(Point labeling data drawn from photos)
----

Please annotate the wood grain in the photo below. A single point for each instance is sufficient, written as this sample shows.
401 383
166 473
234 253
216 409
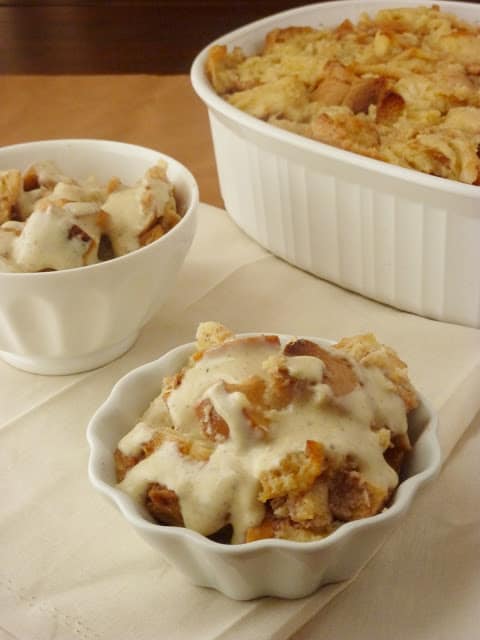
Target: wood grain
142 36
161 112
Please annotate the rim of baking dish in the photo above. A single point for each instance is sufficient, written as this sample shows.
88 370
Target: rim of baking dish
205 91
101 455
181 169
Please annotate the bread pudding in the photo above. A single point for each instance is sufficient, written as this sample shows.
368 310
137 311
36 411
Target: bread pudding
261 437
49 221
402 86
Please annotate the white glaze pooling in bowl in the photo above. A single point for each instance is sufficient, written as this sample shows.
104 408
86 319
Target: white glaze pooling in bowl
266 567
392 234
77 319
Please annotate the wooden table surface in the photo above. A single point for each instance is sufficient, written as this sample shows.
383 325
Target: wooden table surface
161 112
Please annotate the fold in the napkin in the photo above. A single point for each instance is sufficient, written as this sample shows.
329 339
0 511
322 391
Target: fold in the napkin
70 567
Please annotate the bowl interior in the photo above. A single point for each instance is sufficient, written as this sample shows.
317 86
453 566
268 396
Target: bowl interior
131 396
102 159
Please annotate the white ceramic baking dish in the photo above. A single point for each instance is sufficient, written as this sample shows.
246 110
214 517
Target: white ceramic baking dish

----

▸ **TASK BRIEF**: Reproduce all of the records above word for word, leaving out the pictures.

▸ **TASK RESULT**:
Please annotate the wood grain in the photo below. A single point for each instance is sufficient, written as this sample shows.
401 383
166 473
234 253
216 409
Target: wood grain
142 36
161 112
Please annotate the rim of baking dish in the photo above. A single point for each instance is sufficient, written as this sample shows.
88 370
Target: rim of baking dish
205 91
101 455
181 169
Please annotate the bread pudding in the photo above. A single point for each instance is sufficient, written as this sample shows.
368 310
137 311
36 411
Target: bread pudding
261 437
49 221
402 86
Please annotate the white glaze pooling in bowl in the photo above. A single point for each instance is sufficient, written as this sample shows.
104 408
86 319
Target: white glaze pooling in bowl
266 567
392 234
77 319
Please annotate the wooden table surface in the photo above. A single point for each instance is sufficient, written as this sample shows.
383 325
Target: wooden table surface
161 112
Please annotate the fold in the napkin in the photo above. A single point for each instance is sufficient, written as this sample shows.
329 339
0 511
322 391
Target: fold in the napkin
70 567
Please annotate the bowl interior in the photo above. A single point for each instance is sufficient, written as this sample shows.
317 86
453 566
268 396
Target: bowl interior
131 396
102 159
Please annotate the white ceramic baking dish in the photo above. A single point for each instance is sufficient, written as this sample shows.
246 110
214 517
Target: white ceramic baking dish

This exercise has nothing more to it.